— Stored data entries —
_ _ _
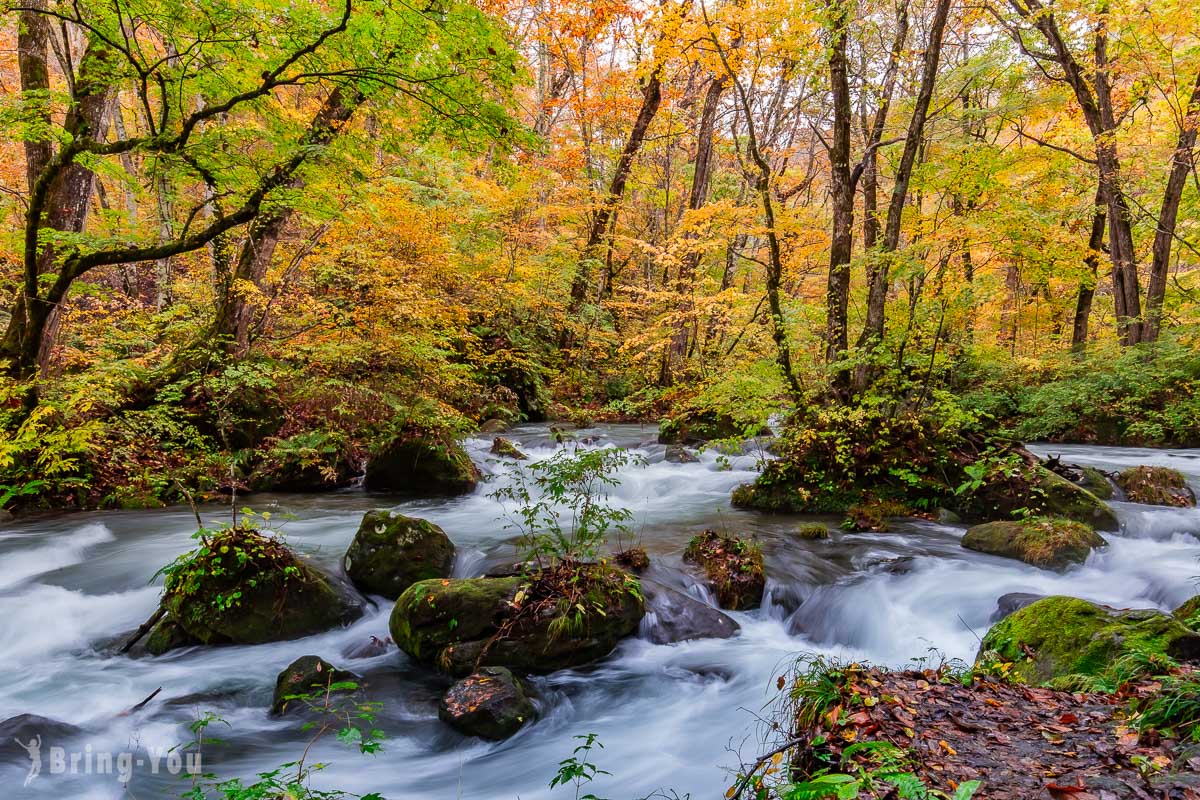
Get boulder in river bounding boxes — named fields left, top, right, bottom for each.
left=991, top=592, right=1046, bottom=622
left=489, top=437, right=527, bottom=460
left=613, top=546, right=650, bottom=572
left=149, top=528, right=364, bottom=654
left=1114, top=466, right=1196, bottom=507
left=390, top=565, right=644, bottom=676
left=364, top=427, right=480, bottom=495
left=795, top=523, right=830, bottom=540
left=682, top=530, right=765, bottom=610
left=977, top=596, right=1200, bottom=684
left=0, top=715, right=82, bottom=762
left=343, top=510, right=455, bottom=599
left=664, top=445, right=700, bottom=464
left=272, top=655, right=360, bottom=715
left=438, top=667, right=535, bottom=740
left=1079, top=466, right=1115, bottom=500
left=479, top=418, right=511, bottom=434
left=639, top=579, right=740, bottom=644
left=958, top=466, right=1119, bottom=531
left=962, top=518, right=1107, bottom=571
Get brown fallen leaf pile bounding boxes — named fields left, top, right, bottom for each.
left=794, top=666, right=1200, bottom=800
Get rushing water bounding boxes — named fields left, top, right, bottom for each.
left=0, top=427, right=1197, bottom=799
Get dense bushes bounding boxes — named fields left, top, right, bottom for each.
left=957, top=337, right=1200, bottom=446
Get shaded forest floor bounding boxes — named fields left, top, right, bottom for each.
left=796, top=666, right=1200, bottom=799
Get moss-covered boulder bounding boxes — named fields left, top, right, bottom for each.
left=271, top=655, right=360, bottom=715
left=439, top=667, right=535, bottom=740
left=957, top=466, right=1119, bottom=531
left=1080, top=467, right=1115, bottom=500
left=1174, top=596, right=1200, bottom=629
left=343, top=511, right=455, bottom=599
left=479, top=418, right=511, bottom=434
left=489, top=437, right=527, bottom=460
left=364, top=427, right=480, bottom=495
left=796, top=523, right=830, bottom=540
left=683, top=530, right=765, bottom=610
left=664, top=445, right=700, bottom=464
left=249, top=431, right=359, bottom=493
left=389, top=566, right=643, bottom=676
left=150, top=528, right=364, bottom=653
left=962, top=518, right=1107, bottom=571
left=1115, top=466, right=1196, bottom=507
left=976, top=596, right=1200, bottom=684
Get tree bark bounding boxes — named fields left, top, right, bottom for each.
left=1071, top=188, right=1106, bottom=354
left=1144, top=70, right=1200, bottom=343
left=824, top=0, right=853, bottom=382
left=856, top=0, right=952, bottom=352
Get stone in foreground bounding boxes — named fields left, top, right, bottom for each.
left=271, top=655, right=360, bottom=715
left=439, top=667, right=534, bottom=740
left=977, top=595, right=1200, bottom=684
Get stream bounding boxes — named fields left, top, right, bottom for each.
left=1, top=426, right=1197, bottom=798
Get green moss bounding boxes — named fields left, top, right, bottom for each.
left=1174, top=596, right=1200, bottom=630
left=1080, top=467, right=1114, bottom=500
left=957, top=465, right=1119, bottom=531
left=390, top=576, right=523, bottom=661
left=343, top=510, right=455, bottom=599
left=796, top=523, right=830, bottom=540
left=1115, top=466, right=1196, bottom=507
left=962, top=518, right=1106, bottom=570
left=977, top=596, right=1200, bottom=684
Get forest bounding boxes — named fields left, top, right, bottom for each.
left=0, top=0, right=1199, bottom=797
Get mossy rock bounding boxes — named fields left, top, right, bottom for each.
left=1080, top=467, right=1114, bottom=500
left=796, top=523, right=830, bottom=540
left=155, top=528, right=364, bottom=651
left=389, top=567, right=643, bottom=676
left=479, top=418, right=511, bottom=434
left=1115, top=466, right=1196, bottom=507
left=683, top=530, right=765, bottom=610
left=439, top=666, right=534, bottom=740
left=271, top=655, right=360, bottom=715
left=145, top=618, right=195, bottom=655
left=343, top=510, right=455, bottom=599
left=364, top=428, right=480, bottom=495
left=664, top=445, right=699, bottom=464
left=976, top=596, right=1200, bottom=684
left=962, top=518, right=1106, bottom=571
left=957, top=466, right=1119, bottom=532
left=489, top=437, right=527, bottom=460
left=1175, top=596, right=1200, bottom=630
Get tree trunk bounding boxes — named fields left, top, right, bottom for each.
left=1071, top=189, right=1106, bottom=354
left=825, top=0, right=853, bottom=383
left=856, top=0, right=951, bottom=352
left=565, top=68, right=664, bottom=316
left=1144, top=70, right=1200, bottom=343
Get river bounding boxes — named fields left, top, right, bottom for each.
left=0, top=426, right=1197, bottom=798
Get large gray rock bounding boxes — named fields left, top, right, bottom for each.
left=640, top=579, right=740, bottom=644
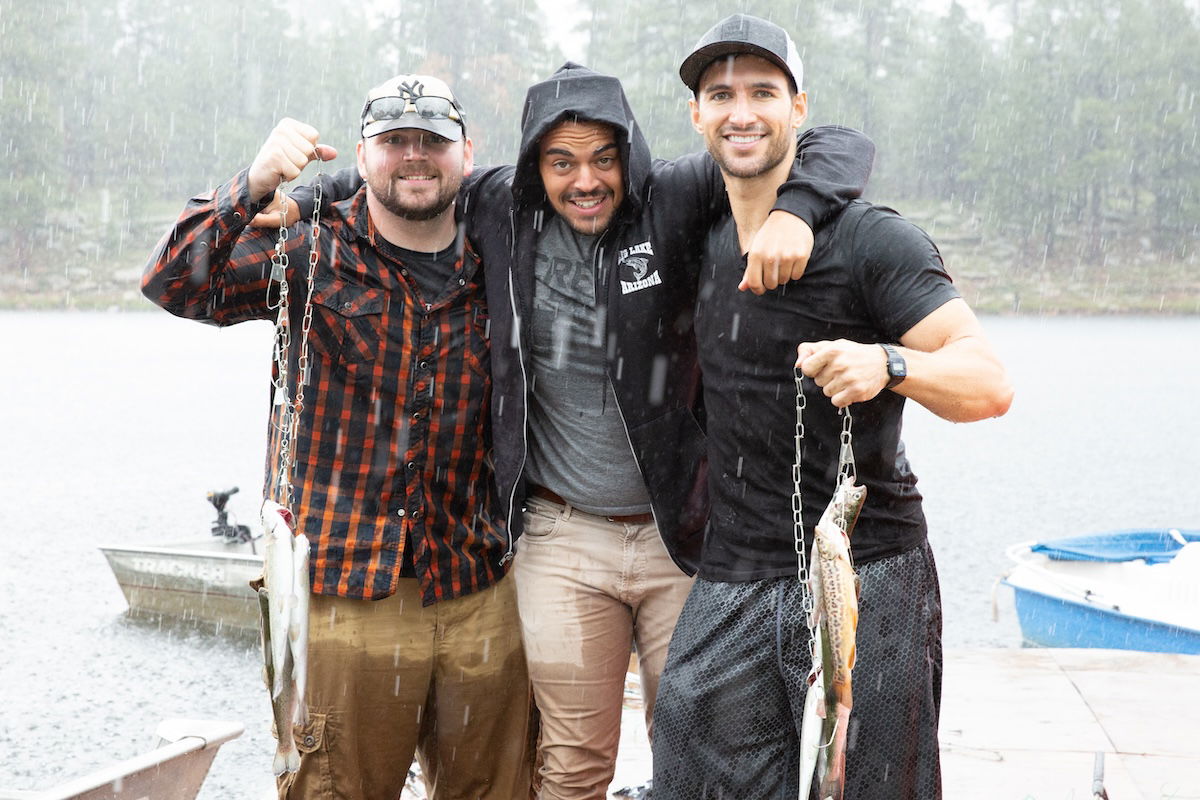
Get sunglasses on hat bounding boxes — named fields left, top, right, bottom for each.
_ _ _
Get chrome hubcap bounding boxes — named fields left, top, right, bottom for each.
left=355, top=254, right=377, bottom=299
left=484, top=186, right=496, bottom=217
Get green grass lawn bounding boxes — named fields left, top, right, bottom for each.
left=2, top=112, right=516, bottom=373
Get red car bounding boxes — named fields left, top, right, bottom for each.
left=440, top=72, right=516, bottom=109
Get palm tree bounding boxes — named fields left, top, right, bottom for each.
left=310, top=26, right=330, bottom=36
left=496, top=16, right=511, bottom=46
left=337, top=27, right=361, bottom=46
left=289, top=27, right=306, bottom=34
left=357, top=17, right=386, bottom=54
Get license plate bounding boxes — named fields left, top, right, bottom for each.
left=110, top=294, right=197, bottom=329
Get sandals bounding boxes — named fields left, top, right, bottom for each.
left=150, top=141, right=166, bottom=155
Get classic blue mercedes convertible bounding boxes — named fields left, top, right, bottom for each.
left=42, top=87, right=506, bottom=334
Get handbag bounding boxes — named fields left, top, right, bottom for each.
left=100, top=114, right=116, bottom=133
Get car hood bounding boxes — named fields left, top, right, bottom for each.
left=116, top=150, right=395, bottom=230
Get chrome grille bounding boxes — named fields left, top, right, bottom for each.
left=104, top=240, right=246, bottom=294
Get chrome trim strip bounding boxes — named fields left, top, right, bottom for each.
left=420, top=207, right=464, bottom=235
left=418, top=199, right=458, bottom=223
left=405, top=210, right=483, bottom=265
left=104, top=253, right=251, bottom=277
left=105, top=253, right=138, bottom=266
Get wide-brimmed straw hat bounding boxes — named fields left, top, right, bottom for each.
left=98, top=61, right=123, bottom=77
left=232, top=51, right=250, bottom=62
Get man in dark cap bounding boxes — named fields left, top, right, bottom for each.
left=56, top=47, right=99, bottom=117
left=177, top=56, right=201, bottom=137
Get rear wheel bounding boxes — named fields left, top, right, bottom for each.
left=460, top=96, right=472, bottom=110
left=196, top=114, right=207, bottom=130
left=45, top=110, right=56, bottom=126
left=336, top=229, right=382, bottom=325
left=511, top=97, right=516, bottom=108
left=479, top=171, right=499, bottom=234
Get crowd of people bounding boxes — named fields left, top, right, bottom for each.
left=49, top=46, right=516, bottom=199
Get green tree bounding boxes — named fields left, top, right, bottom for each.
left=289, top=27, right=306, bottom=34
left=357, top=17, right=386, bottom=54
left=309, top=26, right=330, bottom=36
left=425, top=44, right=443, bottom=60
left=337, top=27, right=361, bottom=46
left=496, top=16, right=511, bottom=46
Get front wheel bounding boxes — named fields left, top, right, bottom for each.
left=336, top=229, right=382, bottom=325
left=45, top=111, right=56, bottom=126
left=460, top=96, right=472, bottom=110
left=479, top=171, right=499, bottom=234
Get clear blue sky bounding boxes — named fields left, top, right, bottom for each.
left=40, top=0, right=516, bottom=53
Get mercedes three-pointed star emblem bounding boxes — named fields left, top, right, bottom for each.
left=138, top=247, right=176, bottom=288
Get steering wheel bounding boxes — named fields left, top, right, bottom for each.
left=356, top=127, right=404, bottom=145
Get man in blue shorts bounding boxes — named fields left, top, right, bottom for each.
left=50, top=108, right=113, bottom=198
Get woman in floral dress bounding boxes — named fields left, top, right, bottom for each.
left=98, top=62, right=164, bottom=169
_ _ _
— TASK REQUIREMENTS —
How would the lines above read from the one with "Get river bounding" to the one with "Get sunglasses on", inclusive, with no pictures? Write them out exactly.

— SOLVED EXERCISE —
Get river bounding boxes — named fields left, top, right, bottom for each.
left=0, top=426, right=1197, bottom=798
Get large gray rock bounding boxes — named fields left, top, right, bottom for each.
left=640, top=579, right=740, bottom=644
Get sunglasses on hat bounding boxes — named fields left, top, right, bottom for each.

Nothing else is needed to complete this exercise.